=== Tarefas ===
a – Responda com base no texto sobre o Civic:
(i) Em que ano foi lançada a terceira geração do Civic?
(ii) Qual era o motor do Civic Shuttle 4WD?
(iii) Até que ano o Civic Shuttle de quarta geração ficou em produção?
b – Substitua "Wagovan" por "Civic Wagon" no trecho do texto sobre o Civic que começa em "O Civic com" e vai até "arejado e iluminado.", e reproduza esse trecho.
c – Segundo o texto sobre o Civic, por que o Civic Shuttle de quarta geração continuou sendo produzido até 1996?

=== Texto ===
____________
Foi a partir da terceira geração, lançada em 1983, que a Honda começou a dar ao Civic uma personalidade mais entusiasta. Além de uma carroceria mais arrojada, o Civic “Mk3” ganhou uma versão declaradamente voltada aos entusiastas, o CR-X, com carroceria fastback e o motor mais potente da linha. A grande inovação da terceira geração, porém, foi a adoção de um sistema de tração nas quatro rodas, e poucos se dão conta disto.
Também podemos considerar a tração nas quatro rodas uma característica desejável aos olhos dos entusiastas – o entendimento comum é que, depois da tração traseira, um sistema 4WD (ou AWD) é a segunda melhor opção. Ainda que, em situações de baixa aderência, a tração nas quatro rodas seja até preferível.
O Civic com tração nas quatro rodas foi lançado em 1983, e oferecido exclusivamente na versão perua — que era um carro todo peculiar por si só, diga-se. Conhecida na maioria dos mercados como Civic Shuttle, e como Wagovan nos EUA, a perua tinha desenho totalmente diferente na carroceria e no interior, com uma grande área envidraçada, ares de monovolume e enormes janelas laterais traseiras, que tornavam o interior do carro bem arejado e iluminado.
Havia a versão de tração dianteira, com motor 1.5 de 92 cv e câmbio de cinco marchas, e a versão 4WD, com um sistema de tração nas quatro rodas com acoplamento viscoso que era acionado ao toque de um botão no painel. Era a única versão do Civic na época com câmbio de seis marchas, sendo que a primeira marcha tinha a relação extremamente reduzida e só podia ser engatada quando o sistema de tração nas quatro rodas estava acionado. O Civic Shuttle 4WD também usava um motor maior, de 1,6 litro e 110 cv.
Visualmente a versão com tração nas quatro rodas se diferenciava pela suspensão 11 mm mais alta, pelos para-barros (mud flaps) de série e pelos para-choques ligeiramente maiores, além de adesivos à frente das caixas de roda traseiras.
Foi em 1987, porém, que a Honda acertou a mão: pouco antes do lançamento da quarta geração, o Civic Shuttle ganhou o sistema RealTime4WD, ou simplesmente RT4WD. O funcionamento era semelhante ao que se via antes, porém agora o acoplamento viscoso era acionado automaticamente, sempre que um sensor detectava perda de aderência das rodas. Nos demais momentos, o carro rodava com tração dianteira como qualquer outro Civic.
O sistema era surpreendentemente eficiente para algo lançado há 32 anos e realmente fazia a diferença em terrenos mais hostis, como atoleiros ou ruas cobertas de neve – este era um dos principais argumentos da Honda a favor do modelo. Tanto que o Civic Shuttle de quarta geração permaneceu em produção até 1996, convivendo com a quinta geração, lançada em 1991 com as outras configurações de carroceria.
____________
=== Dados fornecidos ===
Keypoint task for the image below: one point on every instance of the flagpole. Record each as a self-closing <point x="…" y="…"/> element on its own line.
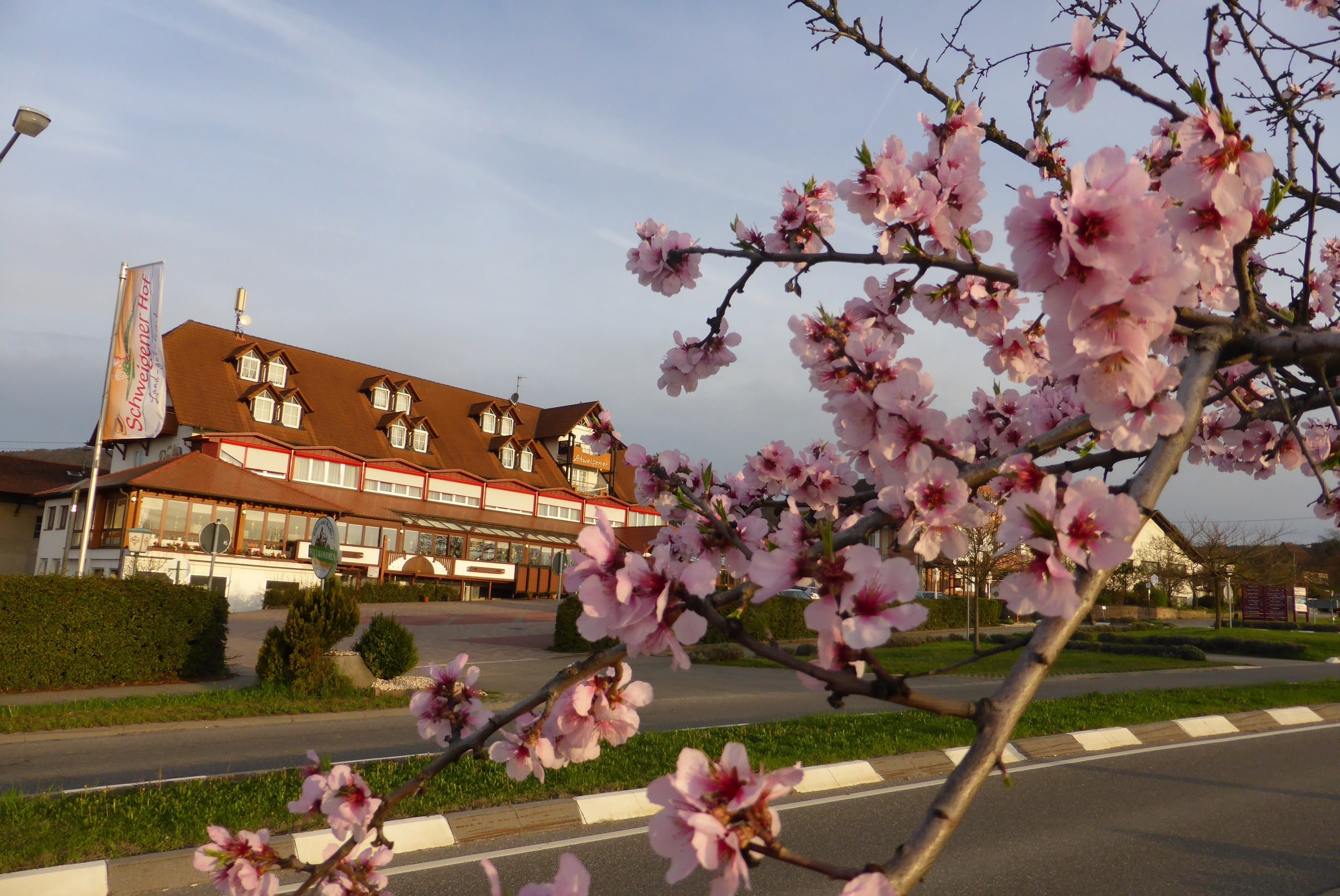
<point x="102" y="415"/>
____________
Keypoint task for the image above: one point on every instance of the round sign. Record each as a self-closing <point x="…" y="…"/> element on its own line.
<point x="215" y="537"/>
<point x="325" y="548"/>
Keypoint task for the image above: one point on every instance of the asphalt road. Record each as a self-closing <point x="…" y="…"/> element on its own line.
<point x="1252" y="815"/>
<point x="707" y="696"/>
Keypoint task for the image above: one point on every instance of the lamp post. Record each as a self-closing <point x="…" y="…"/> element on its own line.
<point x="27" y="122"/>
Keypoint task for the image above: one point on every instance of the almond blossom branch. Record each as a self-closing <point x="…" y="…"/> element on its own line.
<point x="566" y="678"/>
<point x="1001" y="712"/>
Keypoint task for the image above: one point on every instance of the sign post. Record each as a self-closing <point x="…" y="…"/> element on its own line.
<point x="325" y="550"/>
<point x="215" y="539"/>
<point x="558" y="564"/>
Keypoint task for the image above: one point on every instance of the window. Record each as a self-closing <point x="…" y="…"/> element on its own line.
____________
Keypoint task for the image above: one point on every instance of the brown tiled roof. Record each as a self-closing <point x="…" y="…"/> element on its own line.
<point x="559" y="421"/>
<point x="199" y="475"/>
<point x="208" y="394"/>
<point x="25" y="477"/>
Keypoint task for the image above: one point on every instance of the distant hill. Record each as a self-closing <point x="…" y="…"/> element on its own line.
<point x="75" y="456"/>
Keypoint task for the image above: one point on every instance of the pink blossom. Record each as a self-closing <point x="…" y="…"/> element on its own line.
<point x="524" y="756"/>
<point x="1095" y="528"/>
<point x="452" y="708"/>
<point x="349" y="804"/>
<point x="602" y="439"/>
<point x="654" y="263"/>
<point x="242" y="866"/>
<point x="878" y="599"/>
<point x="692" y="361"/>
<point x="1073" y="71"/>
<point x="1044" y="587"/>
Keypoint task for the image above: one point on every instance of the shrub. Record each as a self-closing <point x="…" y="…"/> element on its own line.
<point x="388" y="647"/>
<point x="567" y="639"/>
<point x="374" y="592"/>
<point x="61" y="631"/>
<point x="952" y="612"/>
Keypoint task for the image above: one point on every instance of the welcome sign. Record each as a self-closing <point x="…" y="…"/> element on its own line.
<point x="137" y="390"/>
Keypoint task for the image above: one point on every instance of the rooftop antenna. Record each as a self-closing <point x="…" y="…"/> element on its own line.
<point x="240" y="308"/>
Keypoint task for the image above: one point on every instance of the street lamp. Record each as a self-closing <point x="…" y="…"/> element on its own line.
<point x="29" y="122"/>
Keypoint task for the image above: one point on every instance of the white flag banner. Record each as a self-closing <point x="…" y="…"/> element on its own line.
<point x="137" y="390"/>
____________
=== Respostas ===
a –
(i) Em 1983.
(ii) Um motor de 1,6 litro e 110 cv.
(iii) Até 1996.

b –
O Civic com tração nas quatro rodas foi lançado em 1983, e oferecido exclusivamente na versão perua — que era um carro todo peculiar por si só, diga-se. Conhecida na maioria dos mercados como Civic Shuttle, e como Civic Wagon nos EUA, a perua tinha desenho totalmente diferente na carroceria e no interior, com uma grande área envidraçada, ares de monovolume e enormes janelas laterais traseiras, que tornavam o interior do carro bem arejado e iluminado.

c – O sistema RealTime4WD era surpreendentemente eficiente e fazia diferença em terrenos hostis, como atoleiros ou ruas cobertas de neve. Esse era um dos principais argumentos da Honda a favor do modelo.